• EXTRATO DA FONTE

━━━━━━━━

O desmatamento no Baixo Parnaíba, por Emmanuel José Peres Netto Guterres Soares

[EcoDebate] A questão do desmatamento na região do Baixo Parnaíba, na qual se insere o Município de Buriti (de Inácia Vaz), para fins de cultivo de soja e outras monoculturas, já alcançou alarmantes níveis de preocupação, haja vista os inegáveis impactos ambientais negativos causados em toda a região, sem prejuízo dos também nefastos impactos sócio-econômicos e culturais que também repercutem, causando sérios conflitos entre os produtores de soja, oriundos em sua maioria das regiões centro-oeste e do sul do país e os moradores tradicionais da região.

━━━━━━━━

• LINHAS FORNECIDAS
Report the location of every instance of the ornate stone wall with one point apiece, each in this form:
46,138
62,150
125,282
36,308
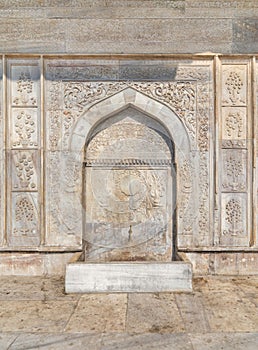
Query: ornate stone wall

━━━━━━━━

• TAREFA A CUMPRIR
Você pode transcrever literalmente o trecho do texto sobre o desmatamento no Baixo Parnaíba que começa em "[EcoDebate] A questão" e segue até "tradicionais da região."?

• TAREFA CONCLUÍDA
[EcoDebate] A questão do desmatamento na região do Baixo Parnaíba, na qual se insere o Município de Buriti (de Inácia Vaz), para fins de cultivo de soja e outras monoculturas, já alcançou alarmantes níveis de preocupação, haja vista os inegáveis impactos ambientais negativos causados em toda a região, sem prejuízo dos também nefastos impactos sócio-econômicos e culturais que também repercutem, causando sérios conflitos entre os produtores de soja, oriundos em sua maioria das regiões centro-oeste e do sul do país e os moradores tradicionais da região.